Stored data:
┄┄┄┄┄┄┄┄┄┄┄┄┄┄┄┄┄┄┄┄

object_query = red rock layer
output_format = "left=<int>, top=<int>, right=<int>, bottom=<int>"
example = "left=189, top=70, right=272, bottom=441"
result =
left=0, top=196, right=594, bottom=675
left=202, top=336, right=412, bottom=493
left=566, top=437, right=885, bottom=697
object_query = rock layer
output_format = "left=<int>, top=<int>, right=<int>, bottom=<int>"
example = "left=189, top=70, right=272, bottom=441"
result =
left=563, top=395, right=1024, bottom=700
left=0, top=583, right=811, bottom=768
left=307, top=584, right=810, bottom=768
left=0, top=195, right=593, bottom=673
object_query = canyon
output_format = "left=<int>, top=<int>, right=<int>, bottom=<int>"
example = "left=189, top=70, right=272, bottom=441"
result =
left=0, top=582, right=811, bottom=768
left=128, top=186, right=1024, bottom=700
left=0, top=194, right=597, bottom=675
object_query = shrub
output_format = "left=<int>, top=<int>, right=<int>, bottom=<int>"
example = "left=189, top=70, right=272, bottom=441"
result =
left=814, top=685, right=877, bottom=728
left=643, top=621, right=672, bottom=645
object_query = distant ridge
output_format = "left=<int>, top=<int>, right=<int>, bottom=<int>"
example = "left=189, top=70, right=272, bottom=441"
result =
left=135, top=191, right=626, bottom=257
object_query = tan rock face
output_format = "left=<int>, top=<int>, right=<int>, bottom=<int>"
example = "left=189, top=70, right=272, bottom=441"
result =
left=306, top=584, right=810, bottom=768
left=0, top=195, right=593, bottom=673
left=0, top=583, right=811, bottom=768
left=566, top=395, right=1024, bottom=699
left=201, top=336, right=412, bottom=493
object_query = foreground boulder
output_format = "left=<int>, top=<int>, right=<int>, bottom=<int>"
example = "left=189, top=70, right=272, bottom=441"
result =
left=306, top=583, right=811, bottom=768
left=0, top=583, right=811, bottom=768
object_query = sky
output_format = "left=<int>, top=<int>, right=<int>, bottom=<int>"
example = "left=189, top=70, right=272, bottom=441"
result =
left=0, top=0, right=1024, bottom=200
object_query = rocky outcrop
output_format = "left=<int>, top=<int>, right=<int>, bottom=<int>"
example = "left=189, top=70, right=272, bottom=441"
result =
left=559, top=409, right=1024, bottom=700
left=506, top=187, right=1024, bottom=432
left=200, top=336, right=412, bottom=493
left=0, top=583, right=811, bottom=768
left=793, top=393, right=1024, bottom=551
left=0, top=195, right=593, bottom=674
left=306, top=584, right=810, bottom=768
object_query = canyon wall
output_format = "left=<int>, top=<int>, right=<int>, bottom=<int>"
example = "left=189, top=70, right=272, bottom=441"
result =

┄┄┄┄┄┄┄┄┄┄┄┄┄┄┄┄┄┄┄┄

- Directions for this task: Quote all of these lines above word for word, from the first line through the last.

- Response below:
object_query = red rock layer
output_format = "left=<int>, top=<int>, right=<int>, bottom=<int>"
example = "left=189, top=70, right=272, bottom=441"
result =
left=0, top=196, right=594, bottom=675
left=202, top=336, right=412, bottom=493
left=566, top=437, right=885, bottom=697
object_query = rock layer
output_format = "left=<int>, top=<int>, right=<int>, bottom=<int>"
example = "left=189, top=70, right=272, bottom=441"
result =
left=563, top=395, right=1024, bottom=700
left=0, top=583, right=811, bottom=768
left=307, top=584, right=810, bottom=768
left=0, top=195, right=593, bottom=673
object_query = canyon
output_format = "left=<int>, top=<int>, right=<int>, bottom=<int>"
example = "left=189, top=70, right=272, bottom=441"
result =
left=0, top=582, right=811, bottom=768
left=128, top=186, right=1024, bottom=700
left=0, top=194, right=597, bottom=675
object_query = shrub
output_format = "left=<int>, top=<int>, right=<int>, bottom=<int>"
example = "left=189, top=70, right=272, bottom=441"
result =
left=814, top=685, right=877, bottom=728
left=643, top=621, right=672, bottom=645
object_query = distant ridge
output_format = "left=<int>, top=<int>, right=<int>, bottom=<int>"
example = "left=189, top=70, right=272, bottom=441"
result =
left=135, top=191, right=626, bottom=257
object_query = tan rock face
output_format = "left=<int>, top=<int>, right=<int>, bottom=<int>"
example = "left=189, top=70, right=272, bottom=441"
result =
left=306, top=584, right=810, bottom=768
left=0, top=195, right=593, bottom=673
left=0, top=583, right=811, bottom=768
left=566, top=395, right=1024, bottom=699
left=201, top=336, right=412, bottom=493
object_query = foreground boulder
output_format = "left=<int>, top=<int>, right=<int>, bottom=<int>"
example = "left=189, top=70, right=272, bottom=441"
result =
left=306, top=583, right=811, bottom=768
left=0, top=583, right=811, bottom=768
object_query = sky
output_format = "left=<int>, top=<int>, right=<int>, bottom=<int>"
example = "left=189, top=70, right=272, bottom=441"
result =
left=0, top=0, right=1024, bottom=200
object_query = rocky outcrop
output_format = "left=<int>, top=<int>, right=<int>, bottom=<int>"
example = "left=189, top=70, right=272, bottom=441"
result =
left=559, top=409, right=1024, bottom=700
left=506, top=187, right=1024, bottom=432
left=200, top=336, right=412, bottom=493
left=0, top=583, right=811, bottom=768
left=793, top=393, right=1024, bottom=551
left=0, top=195, right=593, bottom=674
left=306, top=584, right=810, bottom=768
object_query = canyon wall
output_format = "left=<int>, top=<int>, right=<int>, bottom=<int>"
example = "left=189, top=70, right=272, bottom=441"
result =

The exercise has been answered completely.